### SOURCE DOCUMENT
#####

Example: If the business has 5% annual customer churn, with a dollar value of $1M, then reducing churn from 5% to 4% would grow revenue by $200K per year.

2. Cost Reduction (Spend Less Money)

Cost reduction means decreasing the expenses of the business – which improves the “bottom line.”

In other words, you show how improving the customer experience will allow the business to do less of something that costs money.

In the CX world, we say “reducing the cost to serve customers.”

Frequently, this means reducing headcount.

Layoffs are one way to do this but not necessarily the best way. When people begin to equate CX projects with reductions in force, then it’s hard to keep enthusiasm and support.

Instead, find alternate ways to reduce budgeted positions without terminating employees. Two ideas are:

  1. Promote high performing employees to other roles and don’t replace them. The net effect is a reduction in headcount, but it feels positive because it was good for employees.
  2. Don’t backfill employees who leave voluntarily. Organizations naturally have some attrition, so just close the positions and realize the cost savings when employees move on voluntarily.

Other ways to lower costs are to reduce or eliminate spend on technology, 3rd party vendors, inventory, real estate, or office supplies.

Example: Creating a self-service support channel at a cost of $250K reduces customer effort and improves satisfaction. This also deflects calls from the contact center, allowing a 10% headcount reduction for an annual savings of $500K.

3. Cost Avoidance (Don’t Spend What You Planned on Spending)

Cost Avoidance is a way to justify your operational efficiency savings, but it comes with a catch: the business must have already budgeted additional spending that will no longer be needed.

Remember the example team of 10 people who became 20% more efficient and can now handle the work of 12 people? If the business already budgeted to hire 2 additional people, you can show hard dollar savings through cost avoidance by eliminating those 2 positions from the budget.

The key point in cost avoidance is that the business must already be planning to incur the cost. If the cost isn’t in the budget, then the improvement is only “soft dollars.”

4. Risk Avoidance (Spend a Little to Prevent Something Bad)

Risk avoidance is like buying insurance. You don’t know when something bad will happen, but you want to be prepared if it does.

Naturally risk avoidance is the most tricky cx business case, and it depends on your individual business context. If the initiative reduces the company’s risk exposure, the potential cost savings might be worth the up-front investment. Just like buying insurance.

Can improving CX reduce the exposure to penalties, fines, or litigation? Spending a small known amount on the CX initiative might be preferable to the possibility of a large unknown cost.

Another option is to reduce the risk of another major initiative. Mistakes that cause failure, delays, and rework are all expensive – especially when they impact customers. Sometimes it’s easy to digest an incremental spend on CX to insure a project is done correctly.

For example, if the IT department is already investing in an expensive digital transformation, you could propose soliciting customer input into the design of the new digital journey. This reduces the risk of failure or rework in the already-budgeted digital transformation. In other words, it’s worth spending a little more on CX to make sure the digital transformation is done right the first time.

Repeat After Me: Finance is My Friend

Building a relationship with your finance partner is one of the best actions you can take. This relationship should be a top priority for any CX leader.

Finance has a pulse on the entire business, so your finance partner likely has access to confidential information that isn’t communicated below the c-suite. While they many not be able to share that information directly, they provide a valuable litmus test for the likelihood that the business will approve a new investment.

Growing revenue, reducing costs, avoiding costs, and reducing risk are the most common sources of ROI – but they are not the only ones! A good finance partner can help you craft the customer experience business case and measure the financial impact along the way.

#####

### WHAT TO DO
Transcribe the portion of the customer experience business case text from "Cost Avoidance is a" up to and including "Prevent Something Bad)".

#####

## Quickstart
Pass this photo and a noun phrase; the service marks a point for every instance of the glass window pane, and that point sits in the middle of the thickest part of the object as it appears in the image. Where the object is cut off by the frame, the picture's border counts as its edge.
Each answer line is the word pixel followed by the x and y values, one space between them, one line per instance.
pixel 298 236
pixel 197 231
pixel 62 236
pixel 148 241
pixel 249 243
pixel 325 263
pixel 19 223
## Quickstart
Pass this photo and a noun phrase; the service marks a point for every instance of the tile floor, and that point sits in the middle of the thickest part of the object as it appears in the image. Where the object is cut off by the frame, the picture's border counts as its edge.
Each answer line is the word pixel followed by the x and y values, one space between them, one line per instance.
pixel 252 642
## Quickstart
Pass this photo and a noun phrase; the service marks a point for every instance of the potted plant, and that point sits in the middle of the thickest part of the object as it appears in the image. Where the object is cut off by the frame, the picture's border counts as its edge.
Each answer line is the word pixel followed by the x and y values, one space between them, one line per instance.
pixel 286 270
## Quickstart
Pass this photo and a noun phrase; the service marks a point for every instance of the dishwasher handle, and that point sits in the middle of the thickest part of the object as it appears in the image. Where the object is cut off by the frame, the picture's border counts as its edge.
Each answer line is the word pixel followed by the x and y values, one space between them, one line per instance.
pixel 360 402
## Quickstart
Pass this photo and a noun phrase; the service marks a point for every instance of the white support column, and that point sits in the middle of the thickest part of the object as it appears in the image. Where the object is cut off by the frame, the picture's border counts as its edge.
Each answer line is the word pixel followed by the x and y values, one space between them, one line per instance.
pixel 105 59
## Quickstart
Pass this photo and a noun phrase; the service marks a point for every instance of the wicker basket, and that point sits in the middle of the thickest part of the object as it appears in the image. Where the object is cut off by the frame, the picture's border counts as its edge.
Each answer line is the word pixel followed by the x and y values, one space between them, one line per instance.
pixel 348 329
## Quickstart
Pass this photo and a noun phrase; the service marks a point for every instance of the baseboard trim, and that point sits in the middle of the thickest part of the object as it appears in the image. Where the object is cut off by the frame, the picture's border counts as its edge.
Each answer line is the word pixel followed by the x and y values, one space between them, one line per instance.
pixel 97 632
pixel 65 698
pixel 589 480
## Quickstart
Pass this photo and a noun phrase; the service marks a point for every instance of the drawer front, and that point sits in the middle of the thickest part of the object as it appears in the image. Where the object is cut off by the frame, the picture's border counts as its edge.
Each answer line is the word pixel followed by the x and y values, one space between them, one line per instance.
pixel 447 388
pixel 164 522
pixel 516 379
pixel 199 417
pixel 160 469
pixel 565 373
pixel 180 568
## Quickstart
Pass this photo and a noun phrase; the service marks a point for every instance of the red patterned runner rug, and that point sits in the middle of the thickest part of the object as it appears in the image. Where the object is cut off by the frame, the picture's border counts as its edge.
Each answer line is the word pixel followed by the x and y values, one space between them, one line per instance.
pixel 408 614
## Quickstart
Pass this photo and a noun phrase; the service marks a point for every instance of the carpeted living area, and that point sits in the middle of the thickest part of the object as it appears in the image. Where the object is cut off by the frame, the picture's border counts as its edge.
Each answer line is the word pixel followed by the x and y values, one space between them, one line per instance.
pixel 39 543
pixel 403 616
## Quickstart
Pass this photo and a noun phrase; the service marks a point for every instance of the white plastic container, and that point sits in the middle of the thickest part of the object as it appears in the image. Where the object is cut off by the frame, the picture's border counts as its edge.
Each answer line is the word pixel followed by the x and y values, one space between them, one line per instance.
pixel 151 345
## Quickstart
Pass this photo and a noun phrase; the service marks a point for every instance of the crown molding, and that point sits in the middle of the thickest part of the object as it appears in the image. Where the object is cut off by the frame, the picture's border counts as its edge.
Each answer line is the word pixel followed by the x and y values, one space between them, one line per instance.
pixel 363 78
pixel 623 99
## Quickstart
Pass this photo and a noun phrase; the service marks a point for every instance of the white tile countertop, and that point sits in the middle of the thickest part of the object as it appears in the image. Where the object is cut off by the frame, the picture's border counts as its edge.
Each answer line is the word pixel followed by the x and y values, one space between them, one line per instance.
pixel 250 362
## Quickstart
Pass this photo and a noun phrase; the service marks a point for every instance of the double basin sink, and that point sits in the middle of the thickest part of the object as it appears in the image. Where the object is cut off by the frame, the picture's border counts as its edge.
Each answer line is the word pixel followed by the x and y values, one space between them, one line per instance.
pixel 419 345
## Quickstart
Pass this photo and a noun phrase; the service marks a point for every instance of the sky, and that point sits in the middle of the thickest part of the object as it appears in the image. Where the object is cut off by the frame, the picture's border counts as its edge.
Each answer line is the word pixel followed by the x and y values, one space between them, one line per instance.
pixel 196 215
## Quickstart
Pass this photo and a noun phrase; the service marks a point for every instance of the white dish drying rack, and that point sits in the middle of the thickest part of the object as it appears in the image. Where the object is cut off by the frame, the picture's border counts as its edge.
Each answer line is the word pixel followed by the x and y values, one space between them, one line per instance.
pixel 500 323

#####

### ANSWER SECTION
Cost Avoidance is a way to justify your operational efficiency savings, but it comes with a catch: the business must have already budgeted additional spending that will no longer be needed.

Remember the example team of 10 people who became 20% more efficient and can now handle the work of 12 people? If the business already budgeted to hire 2 additional people, you can show hard dollar savings through cost avoidance by eliminating those 2 positions from the budget.

The key point in cost avoidance is that the business must already be planning to incur the cost. If the cost isn’t in the budget, then the improvement is only “soft dollars.”

4. Risk Avoidance (Spend a Little to Prevent Something Bad)